# YOUR GOAL
Look in the material below for the line with "Expected behaviour: a marker sits on the white concrete" and the line with "Expected behaviour: a marker sits on the man's hand, one", then set down exactly those two lines and all lines between, nothing more.

# MATERIAL FOR THE TASK
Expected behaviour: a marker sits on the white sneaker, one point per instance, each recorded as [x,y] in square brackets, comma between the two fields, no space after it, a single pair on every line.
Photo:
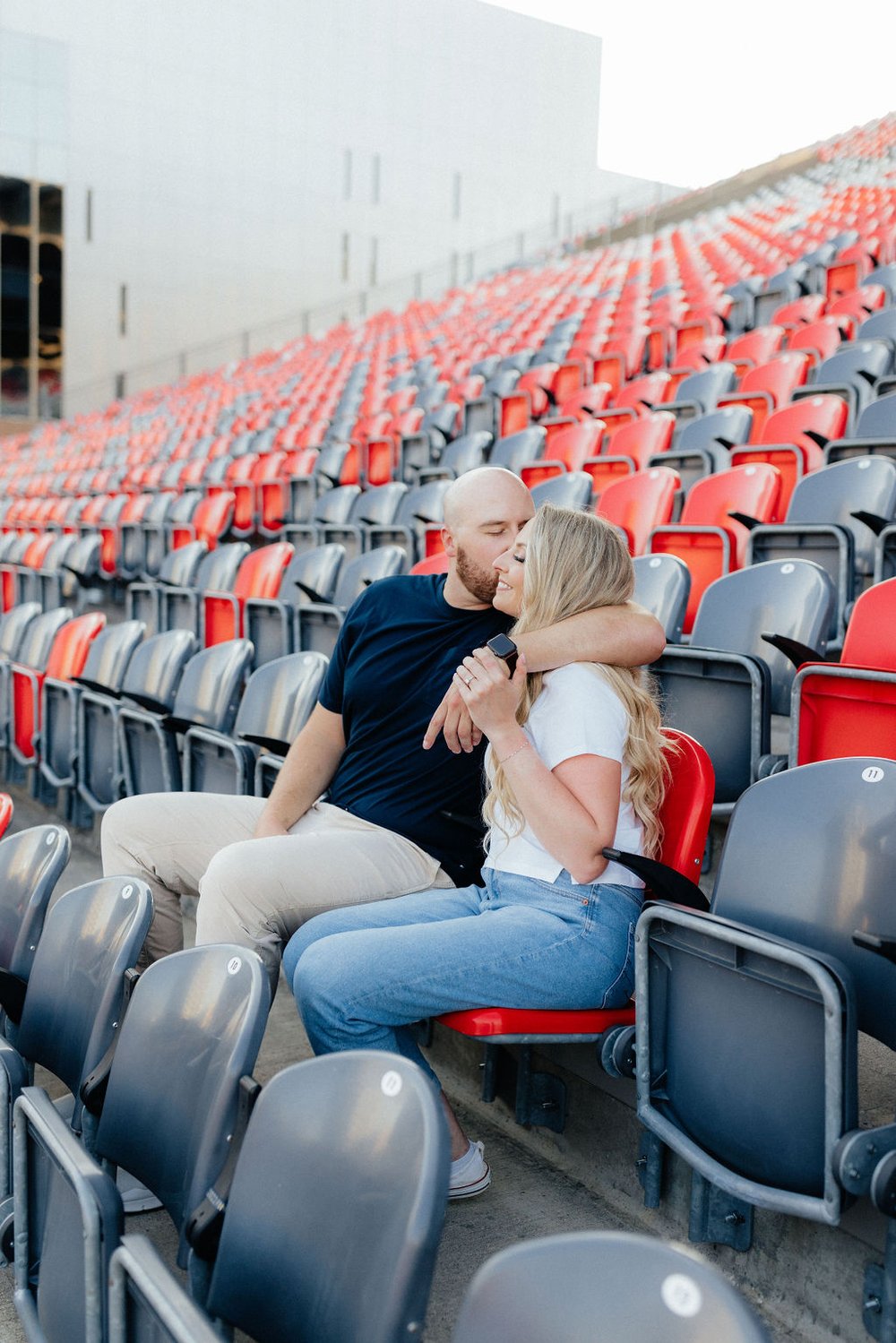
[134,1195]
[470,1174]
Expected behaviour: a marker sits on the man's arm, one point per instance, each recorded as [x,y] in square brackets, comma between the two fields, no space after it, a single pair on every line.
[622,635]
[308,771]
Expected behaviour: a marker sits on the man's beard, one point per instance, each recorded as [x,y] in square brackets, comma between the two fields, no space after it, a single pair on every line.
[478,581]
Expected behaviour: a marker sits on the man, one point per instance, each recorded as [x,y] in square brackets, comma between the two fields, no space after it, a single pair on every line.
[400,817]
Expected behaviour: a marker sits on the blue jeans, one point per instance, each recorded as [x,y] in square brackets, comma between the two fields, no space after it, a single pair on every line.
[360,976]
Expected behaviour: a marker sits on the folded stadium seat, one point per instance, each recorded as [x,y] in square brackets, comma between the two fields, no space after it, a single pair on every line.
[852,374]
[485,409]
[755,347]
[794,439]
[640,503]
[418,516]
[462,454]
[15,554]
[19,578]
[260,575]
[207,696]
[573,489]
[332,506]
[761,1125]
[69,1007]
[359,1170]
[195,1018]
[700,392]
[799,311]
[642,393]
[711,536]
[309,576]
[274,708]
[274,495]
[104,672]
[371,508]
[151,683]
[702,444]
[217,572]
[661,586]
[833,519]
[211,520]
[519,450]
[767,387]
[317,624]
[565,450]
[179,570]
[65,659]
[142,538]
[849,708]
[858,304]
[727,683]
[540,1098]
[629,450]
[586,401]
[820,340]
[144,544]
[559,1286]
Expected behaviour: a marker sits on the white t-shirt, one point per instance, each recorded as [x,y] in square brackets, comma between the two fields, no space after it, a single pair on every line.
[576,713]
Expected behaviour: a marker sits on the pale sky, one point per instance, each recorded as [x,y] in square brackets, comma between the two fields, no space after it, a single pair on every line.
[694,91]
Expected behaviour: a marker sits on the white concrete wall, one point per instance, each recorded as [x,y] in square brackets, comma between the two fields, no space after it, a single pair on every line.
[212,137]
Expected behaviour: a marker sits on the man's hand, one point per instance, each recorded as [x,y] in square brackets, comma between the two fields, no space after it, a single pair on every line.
...
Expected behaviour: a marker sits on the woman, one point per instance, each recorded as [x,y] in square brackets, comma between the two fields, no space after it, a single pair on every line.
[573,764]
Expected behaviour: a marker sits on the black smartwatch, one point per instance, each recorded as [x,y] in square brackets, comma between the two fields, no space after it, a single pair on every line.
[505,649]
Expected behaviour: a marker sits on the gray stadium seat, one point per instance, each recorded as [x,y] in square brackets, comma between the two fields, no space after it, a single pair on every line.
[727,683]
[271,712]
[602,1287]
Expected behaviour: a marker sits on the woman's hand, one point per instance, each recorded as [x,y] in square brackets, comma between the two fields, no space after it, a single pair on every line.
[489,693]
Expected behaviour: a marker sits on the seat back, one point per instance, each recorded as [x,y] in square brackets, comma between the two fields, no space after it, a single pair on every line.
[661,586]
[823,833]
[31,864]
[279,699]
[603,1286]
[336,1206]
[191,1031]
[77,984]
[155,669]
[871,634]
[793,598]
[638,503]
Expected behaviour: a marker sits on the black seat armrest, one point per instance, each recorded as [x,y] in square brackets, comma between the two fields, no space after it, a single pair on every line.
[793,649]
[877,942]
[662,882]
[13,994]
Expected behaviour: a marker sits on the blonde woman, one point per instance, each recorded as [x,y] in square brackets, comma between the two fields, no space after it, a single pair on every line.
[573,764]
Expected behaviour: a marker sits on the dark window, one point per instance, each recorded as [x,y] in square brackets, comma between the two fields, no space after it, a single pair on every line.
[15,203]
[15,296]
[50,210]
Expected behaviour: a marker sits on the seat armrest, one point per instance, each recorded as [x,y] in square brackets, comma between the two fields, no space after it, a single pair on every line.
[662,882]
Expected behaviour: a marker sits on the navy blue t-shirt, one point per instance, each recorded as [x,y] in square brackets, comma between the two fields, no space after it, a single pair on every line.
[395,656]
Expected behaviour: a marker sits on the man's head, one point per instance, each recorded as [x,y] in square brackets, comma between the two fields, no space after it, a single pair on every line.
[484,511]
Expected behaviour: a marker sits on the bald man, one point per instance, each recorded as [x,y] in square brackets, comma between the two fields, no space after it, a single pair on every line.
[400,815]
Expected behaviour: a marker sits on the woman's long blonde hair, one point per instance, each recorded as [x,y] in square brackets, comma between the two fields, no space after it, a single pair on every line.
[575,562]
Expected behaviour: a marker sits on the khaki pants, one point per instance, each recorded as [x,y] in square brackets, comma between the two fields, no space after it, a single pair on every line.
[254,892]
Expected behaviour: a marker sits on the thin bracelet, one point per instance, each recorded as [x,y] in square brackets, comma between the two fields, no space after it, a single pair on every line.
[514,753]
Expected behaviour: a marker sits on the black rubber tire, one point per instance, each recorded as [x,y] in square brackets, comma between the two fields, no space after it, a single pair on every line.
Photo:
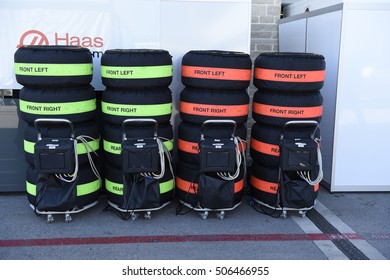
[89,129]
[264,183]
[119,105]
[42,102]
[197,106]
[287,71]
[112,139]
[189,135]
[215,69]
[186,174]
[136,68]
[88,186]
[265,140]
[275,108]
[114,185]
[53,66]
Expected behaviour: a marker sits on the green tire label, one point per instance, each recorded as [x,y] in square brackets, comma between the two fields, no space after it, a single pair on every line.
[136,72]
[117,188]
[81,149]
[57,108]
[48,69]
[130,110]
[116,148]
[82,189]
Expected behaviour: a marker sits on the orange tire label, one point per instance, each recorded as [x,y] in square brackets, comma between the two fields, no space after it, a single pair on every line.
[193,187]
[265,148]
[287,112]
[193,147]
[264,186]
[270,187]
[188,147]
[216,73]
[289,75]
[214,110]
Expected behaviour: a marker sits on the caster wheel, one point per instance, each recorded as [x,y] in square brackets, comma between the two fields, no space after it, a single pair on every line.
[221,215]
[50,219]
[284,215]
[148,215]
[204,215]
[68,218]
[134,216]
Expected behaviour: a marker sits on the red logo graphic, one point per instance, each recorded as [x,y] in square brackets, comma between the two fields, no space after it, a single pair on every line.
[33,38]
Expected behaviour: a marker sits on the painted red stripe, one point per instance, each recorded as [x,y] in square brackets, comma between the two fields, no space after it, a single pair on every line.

# RESPONSE BOX
Expected behaviour: a marker sits on the white concrete wall, one point per instance, each recorded as [x,y] in square brackets, comma between the two fields, no space after it, a single pair on every line.
[212,137]
Expected behaviour: a marker sits on the man's hand, one point per instance, each recorded as [x,y] in square brackets, comma between the two fields, no space after it, a single pair on every line.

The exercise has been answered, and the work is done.